Problems to solve
**A)** In the passage on landless industrial workers, what two ingredients does it name as necessary to produce the needs of life?
**B)** Pick up the passage on landless industrial workers from its final sentence and keep writing it.

Selected text
[START]
Landless industrial workers. Deprived of the only means of turning their work into their needs of life, the many were left with only one option. They had to become the kept slaves of the few who had taken all the land by force. The powerful few then exploited the labour of their slaves to make themselves rich and comfortable, while allowing their slaves only the minimum necessary to keep them alive and working.

Some slaves used their minds to invent ways and means to lighten their burdens of toil. But this made them more efficient. So not as many slaves were required to make and keep their masters rich and satisfied. Many became superfluous and were expelled by their masters. Having no land, they had no place to go. So they congregated in small clusters at the crossings of the ways. These little clusters later grew into towns and cities. To live without land, the exiled slaves had to develop their own skills. With these, they made goods and provided services to sell to their former masters in exchange for their needs of life.

The margins on which the towns and cities stood still belonged to the lords of the land. The lords of the land therefore charged rent for these small islands of sanc­tuary occupied by their dispossessed squatters. This the squatters paid in the form of a portion of the goods and services they produced and provided. The materials from which these exiled slaves made their goods, and the tools with which they rendered their services, could only come from what grew on — or was taken from — the land. These poor exiled former slaves consequently had to give some of their goods or service to the lord of the land in exchange for these also.

The landless must pay rent for space in which to live. This system of barter was not always convenient. The lord of the land may not desire the particular good or service that an exile was able to offer as rent at the time the rent was due. A system of credit was therefore developed. All goods, services and property — and later the land itself — were assigned a numerical value. This took material form as an amount of gold or silver. When the lord of the land required the goods and services of the workers, he paid them in gold or silver. His exiled former slaves — the dis­possessed many — then paid most of this back to the lord of the land for their rent, food and raw materials.

The lords of the land were free to bring as much or as little of their land into pro­duction from time to time as they desired in order to satisfy their needs. The same was true regarding their slaves. And they were free also to buy as much or as little of the goods and services of their exiled former slaves from time to time as they desired. Not so the exiles. These poor souls could acquire their needs of life only so long as their lord of the land had desire for their goods or services. Other­wise, they starved and froze.

Two ingredients are necessary to produce the needs of life. These are: land and labour. What the lords of the land had done by force of arms was to build a wall between land and labour. Within this wall they put a gate, which they controlled. They only allowed as much labour onto the land as they needed from time to time. All the rest was locked out. Furthermore, the needs of life that were produced by the labourer were forcibly confiscated from him by the lord of the land. The lord of the land gave back to his labourer only as much as his labourer needed to continue to live and work. Enforced segregation of land and labour was the mechanism used by the few to steal the major portion of the gain from the labour of the many.
[END]
Information supplied
[START]
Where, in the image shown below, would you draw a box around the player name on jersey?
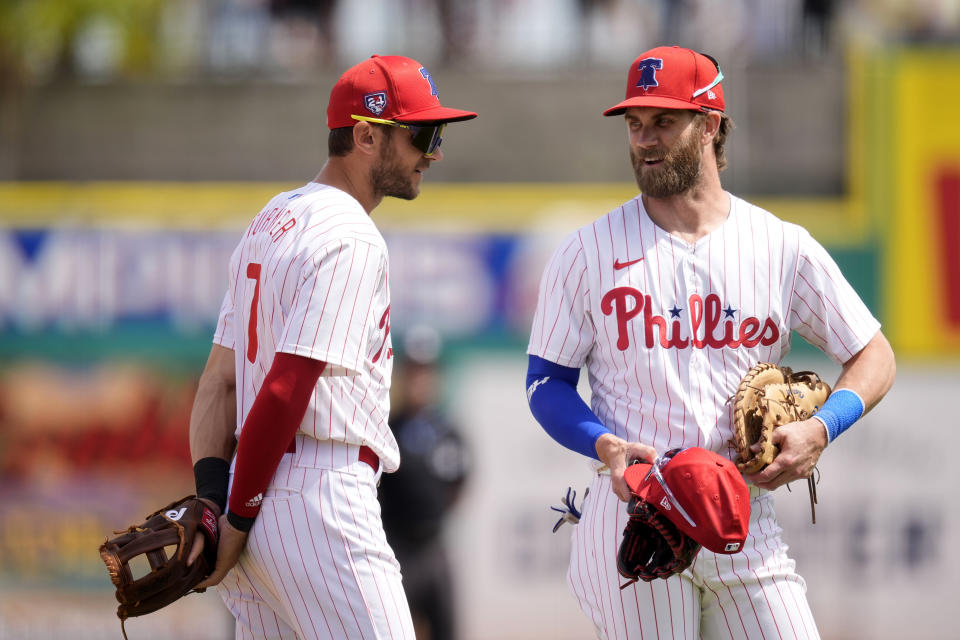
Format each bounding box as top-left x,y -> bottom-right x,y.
600,287 -> 780,351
[END]
Answers to the exercise
**A)** Land and labour.

**B)**
Police: the force necessary to maintain social disparity. This unfair disequilibrium was brought about and maintained by the force of arms. Later, force of arms was replaced by force of law. However, since law is upheld by force of arms, this amounts to the same thing. Today, force of arms has, for the most part, been rendered unnecessary. It has been re­placed by an insidious form of induction and deception that traps the lab­ourer in a vicious cycle where he must keep working for a master or starve.

With all his land, the lord was self-sufficient in all material resources. And there was more than enough human labour available to meet his every need. Consequently, labour was forever a buyer's market. The labourer was permanently locked into a vicious cycle of competition with his fellows. He had constantly to compete for the privilege of providing his lord with the goods and services his lord desired. The lab­ourer who succeeded was therefore he who could best market himself, his reputa­tion, his goods and his services to his lord. Some labourers became adept at sell­ing. These succeeded. The others failed.

Those who failed became the employees of those who succeeded. The petty-bour­geois artisan was born. His skilled employees in effect extended the capacity and ability of his mind and hands. He now had power. He marketed himself, his rep­utation, his goods and his services further afield. He went beyond the jurisdiction of his lord to other lords of other lands. He competed with, displaced and absorbed the artisans and labourers within the jurisdictions of other lords. But the dominance of the technical artisan was soon to fade.

A US dollar bill. During this process, metals were superseded by paper money. Each paper note was a promise by the Crown or State to give to the bearer on de­mand the metal it represented. However, the Crown or State soon became insolvent. The pa­per notes represented far more metal than was available. The gullible people nevertheless rem­ain­ed confident in its value.

Labour became not only specialized in different technologies, but also in different aspects of trading. Laws came into existence that facilitated the creation of non-physical legal persons. Those best suited to form and operate these limited liability enterprises were those who specialized in law, accountancy, marketing and trading. Those with the technical skills — at whatever level of excellence — soon descended in economic rank. They became nothing more than "shop floor" workers. Those who owned and controlled these enterprises became new lords of a new land. But this was not real land. It was a virtual realm called the free market, which is with us today.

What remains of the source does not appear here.